_EXTRACTO_
********
Hace más de dos décadas, en Amarillo, Texas, asesinaron al joven de 19 años Brian Deneke. Su verdugo recibió una pena simbólica y fue casi aplaudido durante un proceso judicial cargado, como gran parte de la comunidad, del más ciego rencor contra la víctima y lo que representaba.
Los delitos de odio se definen en general como crímenes motivados por animadversión contra una etnia, religión, procedencia nacional, discapacidad, orientación sexual y otras causas. Brian fue víctima del odio, sin ninguna duda, sobre todo por ser «diferente». Había escogido el estilo punk para cortarse el pelo, vestirse, expresarse artísticamente y oponerse a las convenciones burguesas. Su chaqueta exhibía un letrero («destruirlo todo»), tomado de una banda de punk rock, y su peinado evocaba el de los mohicanos.
La apariencia extravagante y la actitud nada convencional, en cierto modo rebelde, de Brian y sus amigos recibieron como castigo la represión feroz de la policía y las provocaciones de una tropa de «hijos de papá», paradigmas de la juventud yanqui, blanca, atlética y cristiana, soñada por los ultraconservadores, «sana», «traviesa», sí, aunque dentro de los límites, integrada al sistema.
Fue asesinado primero por un joven «triunfador» (en el fútbol y en la vida), que usó como instrumento letal su Cadillac. En el juicio, más tarde, a Brian volvieron a matarlo: lo lincharon post mortem. Tan terrible como la aniquilación física del joven punk resultaron la argumentación usada por el abogado defensor del asesino y la complicidad del jurado.
Los responsables de esta atrocidad no fueron unos fanáticos desequilibrados. El problema es más grave y tiene raíces mucho más hondas. Nos lo muestra el filme exhibido en El espectador crítico el sábado pasado (Ciudad bomba), que reconstruye los últimos días de la brevísima vida de Brian Deneke.
Amarillo viene a ser en efecto una «ciudad bomba», no exclusivamente por su planta de ensamblar y desmontar armas nucleares; también porque hay allí un núcleo de violencia oculta, a punto de estallar. Es un botón de muestra de lo que llaman «la América profunda», con su puritanismo intransigente, alucinado, con su bandera de la Confederación, con una infinita capacidad para detestar lo que le resulta exótico e inquietante, lo que no puede comprender.
********
_INSTRUCCIONES DE TRABAJO_
a - Responda, según el extracto, las siguientes preguntas:
(i) ¿Qué edad tenía Brian Deneke cuando fue asesinado?
(ii) ¿Qué usó su asesino como instrumento letal?
(iii) ¿Qué planta, además de un núcleo de violencia oculta, hace de Amarillo una «ciudad bomba»?
b - Enumere los motivos de animadversión que el extracto menciona expresamente en su definición general de los delitos de odio.
********
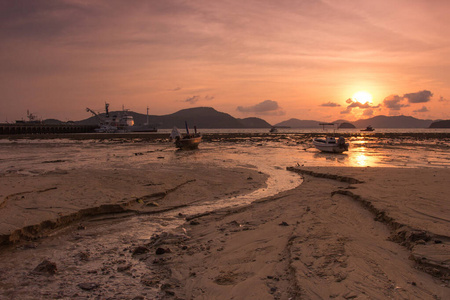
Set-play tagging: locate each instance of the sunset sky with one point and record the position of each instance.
(275, 60)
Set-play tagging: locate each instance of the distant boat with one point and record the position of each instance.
(146, 127)
(188, 141)
(368, 128)
(331, 145)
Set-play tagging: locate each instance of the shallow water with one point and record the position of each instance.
(108, 241)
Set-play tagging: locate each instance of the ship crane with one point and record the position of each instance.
(95, 115)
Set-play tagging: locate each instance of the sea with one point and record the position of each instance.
(406, 148)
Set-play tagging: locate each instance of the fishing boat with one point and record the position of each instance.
(331, 145)
(368, 128)
(188, 141)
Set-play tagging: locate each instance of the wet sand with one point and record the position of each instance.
(33, 206)
(346, 233)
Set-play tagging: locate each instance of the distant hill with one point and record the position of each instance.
(346, 125)
(254, 123)
(393, 122)
(202, 117)
(440, 124)
(296, 123)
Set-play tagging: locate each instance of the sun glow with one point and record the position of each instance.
(362, 97)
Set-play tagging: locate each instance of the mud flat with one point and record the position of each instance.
(32, 206)
(346, 233)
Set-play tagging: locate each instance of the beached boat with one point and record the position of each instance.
(331, 145)
(368, 128)
(187, 141)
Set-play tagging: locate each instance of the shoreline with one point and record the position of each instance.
(50, 201)
(345, 232)
(283, 247)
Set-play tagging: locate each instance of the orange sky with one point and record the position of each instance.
(271, 59)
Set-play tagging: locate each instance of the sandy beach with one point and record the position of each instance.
(129, 230)
(346, 233)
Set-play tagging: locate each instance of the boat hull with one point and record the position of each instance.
(330, 146)
(188, 143)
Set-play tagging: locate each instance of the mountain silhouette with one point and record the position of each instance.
(202, 117)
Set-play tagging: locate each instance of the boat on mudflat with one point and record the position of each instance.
(188, 141)
(331, 145)
(368, 128)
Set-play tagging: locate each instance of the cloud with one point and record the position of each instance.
(355, 104)
(330, 104)
(393, 102)
(368, 112)
(267, 107)
(423, 109)
(419, 97)
(193, 99)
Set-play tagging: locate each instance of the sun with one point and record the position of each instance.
(362, 97)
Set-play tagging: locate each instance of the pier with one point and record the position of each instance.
(24, 128)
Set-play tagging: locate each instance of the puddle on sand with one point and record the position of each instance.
(105, 243)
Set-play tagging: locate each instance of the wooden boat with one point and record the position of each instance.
(187, 141)
(368, 128)
(331, 145)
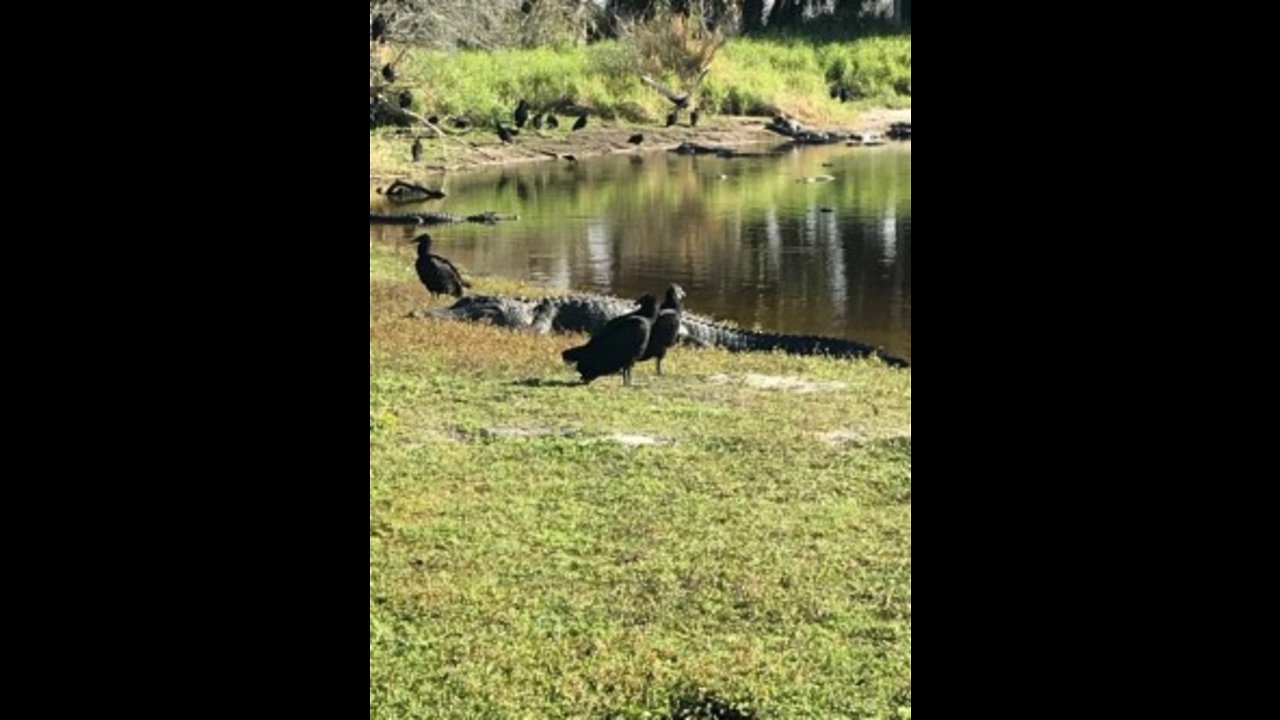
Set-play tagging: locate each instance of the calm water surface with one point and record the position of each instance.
(748, 238)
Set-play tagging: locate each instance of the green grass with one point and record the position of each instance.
(524, 563)
(748, 77)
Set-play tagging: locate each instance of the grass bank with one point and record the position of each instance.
(748, 77)
(737, 529)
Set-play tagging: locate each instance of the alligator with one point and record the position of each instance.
(488, 218)
(589, 313)
(718, 150)
(804, 136)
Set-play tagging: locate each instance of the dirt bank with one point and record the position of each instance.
(456, 151)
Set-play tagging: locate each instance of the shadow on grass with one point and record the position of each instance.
(545, 382)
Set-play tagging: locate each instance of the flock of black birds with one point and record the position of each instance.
(543, 119)
(645, 333)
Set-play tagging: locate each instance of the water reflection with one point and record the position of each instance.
(745, 240)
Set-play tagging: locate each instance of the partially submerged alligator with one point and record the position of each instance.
(718, 150)
(488, 218)
(589, 313)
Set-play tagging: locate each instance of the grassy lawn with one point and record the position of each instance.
(737, 529)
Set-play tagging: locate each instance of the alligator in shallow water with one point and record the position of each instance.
(589, 313)
(488, 218)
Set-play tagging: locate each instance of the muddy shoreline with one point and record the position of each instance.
(474, 150)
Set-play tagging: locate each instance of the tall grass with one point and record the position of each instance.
(748, 77)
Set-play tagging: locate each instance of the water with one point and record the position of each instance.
(745, 240)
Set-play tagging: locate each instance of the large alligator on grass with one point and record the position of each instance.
(488, 218)
(589, 313)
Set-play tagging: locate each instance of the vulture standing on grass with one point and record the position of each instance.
(617, 346)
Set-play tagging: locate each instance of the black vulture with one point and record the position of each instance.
(438, 274)
(680, 101)
(666, 328)
(617, 345)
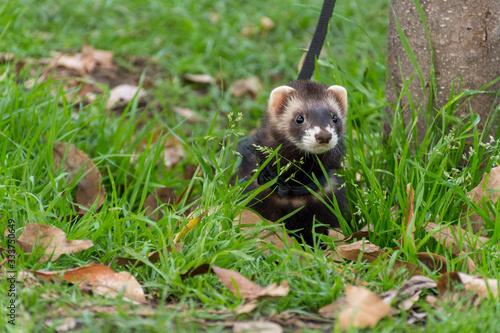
********
_RESULTADOS ESPERADOS_
a -
(i) 19 años.
(ii) Su Cadillac.
(iii) Su planta de ensamblar y desmontar armas nucleares.

b - Etnia, religión, procedencia nacional, discapacidad y orientación sexual.